[Entries taken from a collection]
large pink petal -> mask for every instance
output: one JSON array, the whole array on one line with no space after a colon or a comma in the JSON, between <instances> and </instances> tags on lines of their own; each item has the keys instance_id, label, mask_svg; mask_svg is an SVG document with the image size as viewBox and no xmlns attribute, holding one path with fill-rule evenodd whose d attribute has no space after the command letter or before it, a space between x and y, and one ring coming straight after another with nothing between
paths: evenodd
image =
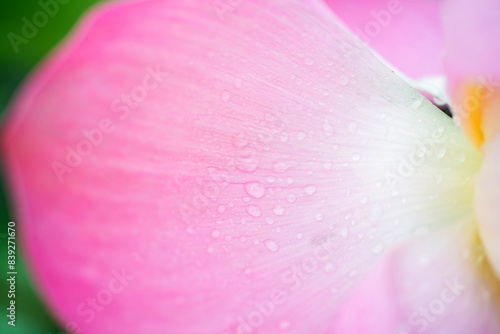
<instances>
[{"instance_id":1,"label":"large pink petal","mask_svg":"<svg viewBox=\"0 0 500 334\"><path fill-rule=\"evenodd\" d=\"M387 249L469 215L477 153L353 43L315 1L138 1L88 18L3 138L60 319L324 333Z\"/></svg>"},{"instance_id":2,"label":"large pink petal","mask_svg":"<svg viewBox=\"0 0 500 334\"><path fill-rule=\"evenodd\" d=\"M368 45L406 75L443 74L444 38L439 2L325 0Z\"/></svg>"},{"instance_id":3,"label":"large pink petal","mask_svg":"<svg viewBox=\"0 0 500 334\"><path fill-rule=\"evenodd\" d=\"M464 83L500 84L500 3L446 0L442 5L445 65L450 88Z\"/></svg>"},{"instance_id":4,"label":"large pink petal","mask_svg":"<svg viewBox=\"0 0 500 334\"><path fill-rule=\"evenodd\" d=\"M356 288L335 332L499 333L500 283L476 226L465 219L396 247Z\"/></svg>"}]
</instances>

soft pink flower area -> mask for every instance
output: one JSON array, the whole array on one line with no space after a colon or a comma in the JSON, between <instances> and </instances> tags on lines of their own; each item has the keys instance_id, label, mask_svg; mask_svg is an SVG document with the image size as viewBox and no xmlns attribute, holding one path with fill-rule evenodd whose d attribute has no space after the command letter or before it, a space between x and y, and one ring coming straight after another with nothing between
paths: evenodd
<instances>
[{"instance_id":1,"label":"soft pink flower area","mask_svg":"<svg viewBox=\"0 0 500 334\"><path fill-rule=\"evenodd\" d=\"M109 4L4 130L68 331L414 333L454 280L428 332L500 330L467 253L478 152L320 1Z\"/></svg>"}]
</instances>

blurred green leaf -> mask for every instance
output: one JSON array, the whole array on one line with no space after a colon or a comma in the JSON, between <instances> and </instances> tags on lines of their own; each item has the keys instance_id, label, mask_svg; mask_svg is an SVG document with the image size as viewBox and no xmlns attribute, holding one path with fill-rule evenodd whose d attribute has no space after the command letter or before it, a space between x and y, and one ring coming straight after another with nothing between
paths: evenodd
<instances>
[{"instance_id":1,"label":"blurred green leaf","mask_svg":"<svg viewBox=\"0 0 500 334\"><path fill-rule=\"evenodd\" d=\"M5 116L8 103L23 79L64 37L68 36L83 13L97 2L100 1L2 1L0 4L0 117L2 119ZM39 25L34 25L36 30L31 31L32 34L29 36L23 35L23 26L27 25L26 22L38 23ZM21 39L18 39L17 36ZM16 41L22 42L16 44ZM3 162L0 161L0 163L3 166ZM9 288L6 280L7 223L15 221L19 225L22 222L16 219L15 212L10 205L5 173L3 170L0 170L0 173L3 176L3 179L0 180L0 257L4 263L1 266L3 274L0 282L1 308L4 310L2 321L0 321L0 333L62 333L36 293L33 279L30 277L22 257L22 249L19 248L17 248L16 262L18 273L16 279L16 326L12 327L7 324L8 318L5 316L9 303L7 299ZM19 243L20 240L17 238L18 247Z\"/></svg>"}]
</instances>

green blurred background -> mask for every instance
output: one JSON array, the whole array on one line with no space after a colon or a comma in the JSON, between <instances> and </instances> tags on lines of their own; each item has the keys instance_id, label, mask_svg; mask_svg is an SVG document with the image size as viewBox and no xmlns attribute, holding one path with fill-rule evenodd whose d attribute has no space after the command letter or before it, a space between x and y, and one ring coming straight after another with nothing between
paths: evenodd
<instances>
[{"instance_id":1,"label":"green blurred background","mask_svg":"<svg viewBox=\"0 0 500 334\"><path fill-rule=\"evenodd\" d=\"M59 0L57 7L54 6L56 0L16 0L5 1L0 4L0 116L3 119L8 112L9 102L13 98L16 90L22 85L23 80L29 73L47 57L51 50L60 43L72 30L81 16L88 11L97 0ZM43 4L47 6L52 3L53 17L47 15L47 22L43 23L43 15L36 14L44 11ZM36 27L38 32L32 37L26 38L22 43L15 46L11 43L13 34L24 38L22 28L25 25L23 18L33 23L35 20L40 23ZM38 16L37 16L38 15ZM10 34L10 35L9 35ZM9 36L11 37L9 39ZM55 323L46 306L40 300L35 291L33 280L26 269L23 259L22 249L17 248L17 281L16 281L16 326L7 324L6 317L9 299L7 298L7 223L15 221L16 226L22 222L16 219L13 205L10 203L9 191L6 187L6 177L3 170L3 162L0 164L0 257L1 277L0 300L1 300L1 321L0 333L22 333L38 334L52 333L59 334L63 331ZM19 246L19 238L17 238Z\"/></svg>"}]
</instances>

### TASK DETAILS
Return only the number of lines above that include "every".

### THE COMPLETED TASK
4